Return, character for character, the lines from the one bearing "car wheel in the photograph above." through the end of the material. Omit everything before that line.

▶ **Supplied entries**
####################

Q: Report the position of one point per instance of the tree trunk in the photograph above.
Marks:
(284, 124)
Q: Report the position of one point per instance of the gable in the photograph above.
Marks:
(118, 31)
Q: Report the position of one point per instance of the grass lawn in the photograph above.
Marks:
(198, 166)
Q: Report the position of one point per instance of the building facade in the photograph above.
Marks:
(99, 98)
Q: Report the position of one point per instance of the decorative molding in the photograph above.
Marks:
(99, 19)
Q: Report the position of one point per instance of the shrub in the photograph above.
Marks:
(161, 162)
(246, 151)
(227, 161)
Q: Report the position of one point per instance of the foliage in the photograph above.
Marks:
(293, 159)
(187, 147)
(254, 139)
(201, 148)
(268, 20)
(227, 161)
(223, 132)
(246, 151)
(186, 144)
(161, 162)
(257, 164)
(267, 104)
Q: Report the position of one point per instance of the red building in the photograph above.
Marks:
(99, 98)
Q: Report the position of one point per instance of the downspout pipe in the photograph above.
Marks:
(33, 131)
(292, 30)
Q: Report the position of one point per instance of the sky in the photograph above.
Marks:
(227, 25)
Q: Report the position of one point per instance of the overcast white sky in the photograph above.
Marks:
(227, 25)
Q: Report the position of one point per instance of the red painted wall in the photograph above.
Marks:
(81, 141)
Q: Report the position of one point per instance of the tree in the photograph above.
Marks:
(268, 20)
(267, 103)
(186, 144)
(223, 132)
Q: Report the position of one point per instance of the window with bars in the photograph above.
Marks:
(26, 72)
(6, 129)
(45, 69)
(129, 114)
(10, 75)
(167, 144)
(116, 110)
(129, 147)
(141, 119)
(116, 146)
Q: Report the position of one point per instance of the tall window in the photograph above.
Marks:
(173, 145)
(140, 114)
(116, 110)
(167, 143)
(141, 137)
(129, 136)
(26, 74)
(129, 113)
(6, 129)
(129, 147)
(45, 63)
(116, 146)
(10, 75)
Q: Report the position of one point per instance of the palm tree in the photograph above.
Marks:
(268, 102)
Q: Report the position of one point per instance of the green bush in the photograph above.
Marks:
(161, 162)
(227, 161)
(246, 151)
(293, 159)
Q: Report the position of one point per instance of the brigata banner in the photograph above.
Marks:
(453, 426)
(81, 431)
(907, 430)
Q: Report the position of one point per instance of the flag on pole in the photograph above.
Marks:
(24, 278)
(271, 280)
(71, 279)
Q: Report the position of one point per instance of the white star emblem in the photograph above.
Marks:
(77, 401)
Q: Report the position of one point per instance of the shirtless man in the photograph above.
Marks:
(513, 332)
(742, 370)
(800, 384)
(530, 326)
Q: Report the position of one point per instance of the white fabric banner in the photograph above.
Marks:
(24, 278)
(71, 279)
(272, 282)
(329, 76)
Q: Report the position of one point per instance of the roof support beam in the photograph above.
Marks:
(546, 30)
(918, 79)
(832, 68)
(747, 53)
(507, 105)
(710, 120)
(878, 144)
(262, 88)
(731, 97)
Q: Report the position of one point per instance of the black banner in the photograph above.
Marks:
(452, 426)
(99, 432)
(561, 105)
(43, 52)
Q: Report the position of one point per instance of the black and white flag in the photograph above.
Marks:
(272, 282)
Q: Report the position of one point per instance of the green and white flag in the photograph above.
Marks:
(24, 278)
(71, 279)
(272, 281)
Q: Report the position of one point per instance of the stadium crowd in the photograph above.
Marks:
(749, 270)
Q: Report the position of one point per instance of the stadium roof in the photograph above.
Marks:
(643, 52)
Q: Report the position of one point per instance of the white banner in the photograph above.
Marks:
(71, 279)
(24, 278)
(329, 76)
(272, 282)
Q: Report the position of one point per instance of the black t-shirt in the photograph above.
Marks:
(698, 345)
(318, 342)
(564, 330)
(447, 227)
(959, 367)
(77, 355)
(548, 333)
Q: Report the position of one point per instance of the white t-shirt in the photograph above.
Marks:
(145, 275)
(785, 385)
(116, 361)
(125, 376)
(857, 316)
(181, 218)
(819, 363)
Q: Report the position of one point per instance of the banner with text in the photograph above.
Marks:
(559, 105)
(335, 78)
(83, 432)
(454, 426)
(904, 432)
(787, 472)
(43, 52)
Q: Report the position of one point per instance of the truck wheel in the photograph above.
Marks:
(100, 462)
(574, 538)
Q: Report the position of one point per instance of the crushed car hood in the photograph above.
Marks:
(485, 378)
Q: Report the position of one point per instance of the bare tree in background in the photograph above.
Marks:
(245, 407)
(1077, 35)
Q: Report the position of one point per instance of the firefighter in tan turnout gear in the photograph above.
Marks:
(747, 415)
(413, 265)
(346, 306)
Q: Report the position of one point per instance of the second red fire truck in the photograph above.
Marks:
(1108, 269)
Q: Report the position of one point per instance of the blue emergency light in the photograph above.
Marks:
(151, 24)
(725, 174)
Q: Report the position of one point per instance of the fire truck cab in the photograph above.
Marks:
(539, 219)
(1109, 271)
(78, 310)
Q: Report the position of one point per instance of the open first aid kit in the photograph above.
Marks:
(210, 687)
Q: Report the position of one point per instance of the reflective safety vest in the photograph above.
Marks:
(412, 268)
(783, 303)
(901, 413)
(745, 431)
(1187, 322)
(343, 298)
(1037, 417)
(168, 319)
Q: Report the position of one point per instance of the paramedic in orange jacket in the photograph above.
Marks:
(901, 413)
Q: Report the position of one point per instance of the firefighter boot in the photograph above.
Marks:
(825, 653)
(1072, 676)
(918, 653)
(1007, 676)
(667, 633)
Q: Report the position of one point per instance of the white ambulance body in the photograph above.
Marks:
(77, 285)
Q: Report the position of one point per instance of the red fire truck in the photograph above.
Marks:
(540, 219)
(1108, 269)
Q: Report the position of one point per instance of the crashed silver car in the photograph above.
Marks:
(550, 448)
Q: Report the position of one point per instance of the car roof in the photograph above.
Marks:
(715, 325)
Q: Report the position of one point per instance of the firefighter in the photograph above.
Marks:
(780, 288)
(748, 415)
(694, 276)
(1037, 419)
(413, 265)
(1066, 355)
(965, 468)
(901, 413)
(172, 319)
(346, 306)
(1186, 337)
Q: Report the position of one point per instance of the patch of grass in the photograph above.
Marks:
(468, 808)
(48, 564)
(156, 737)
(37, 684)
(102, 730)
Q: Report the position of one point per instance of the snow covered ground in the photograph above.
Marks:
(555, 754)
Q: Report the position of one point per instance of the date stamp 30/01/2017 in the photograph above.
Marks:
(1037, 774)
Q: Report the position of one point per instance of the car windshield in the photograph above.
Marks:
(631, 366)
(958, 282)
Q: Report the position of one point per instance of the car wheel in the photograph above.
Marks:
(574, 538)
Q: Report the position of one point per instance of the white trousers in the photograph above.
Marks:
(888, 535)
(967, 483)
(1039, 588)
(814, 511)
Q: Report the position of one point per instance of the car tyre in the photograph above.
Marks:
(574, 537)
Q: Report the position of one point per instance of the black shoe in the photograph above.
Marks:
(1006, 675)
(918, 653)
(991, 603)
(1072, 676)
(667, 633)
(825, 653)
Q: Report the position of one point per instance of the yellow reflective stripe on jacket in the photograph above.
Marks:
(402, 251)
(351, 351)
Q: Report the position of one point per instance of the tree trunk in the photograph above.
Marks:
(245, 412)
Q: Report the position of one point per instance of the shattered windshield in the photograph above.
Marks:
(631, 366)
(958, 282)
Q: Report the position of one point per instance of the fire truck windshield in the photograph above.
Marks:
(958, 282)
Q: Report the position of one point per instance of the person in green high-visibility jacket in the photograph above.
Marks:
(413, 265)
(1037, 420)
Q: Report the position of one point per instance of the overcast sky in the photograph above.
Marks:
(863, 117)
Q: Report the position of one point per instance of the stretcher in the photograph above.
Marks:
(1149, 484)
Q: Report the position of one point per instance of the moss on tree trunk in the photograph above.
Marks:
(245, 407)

####################

▶ **Completed task**
Q: Report the position of one point per instance of the car wheel in the photograph above.
Marks:
(574, 538)
Q: Report the position of one point per instance of the white trousers in the photograph above.
Marks:
(888, 535)
(967, 483)
(1039, 588)
(814, 511)
Q: Report the position of one point per instance of the car tyre in the photograph above.
Marks:
(574, 537)
Q: Report the position of one point per instance of the black shoe in the photograph above.
Marks:
(1006, 675)
(918, 653)
(991, 603)
(1072, 676)
(667, 633)
(825, 653)
Q: Report the position of one point per instance of the yellow reflective stripe on jacket in the photograph above.
Marks:
(402, 251)
(351, 351)
Q: Report the position of one point per instance of the tree trunk in the photograph above.
Marks:
(245, 412)
Q: Report the position of one point per instance of the shattered windshield in the photograph above.
Marks:
(631, 366)
(958, 282)
Q: Report the position of one point per instance of the fire truck windshield in the photograph above.
Marks:
(958, 282)
Q: Report the position of one point per instance of the person in green high-visibility jacket in the photograph above.
Marks:
(413, 265)
(1037, 420)
Q: Report the position of one point per instance of the overcast sky in the photograph above.
Marks:
(863, 117)
Q: Report the position of one point per instance of the stretcher in the photograph above.
Marks:
(1149, 484)
Q: Report the position of one point per instance of the moss on tree trunk in the photograph above.
Marks:
(245, 407)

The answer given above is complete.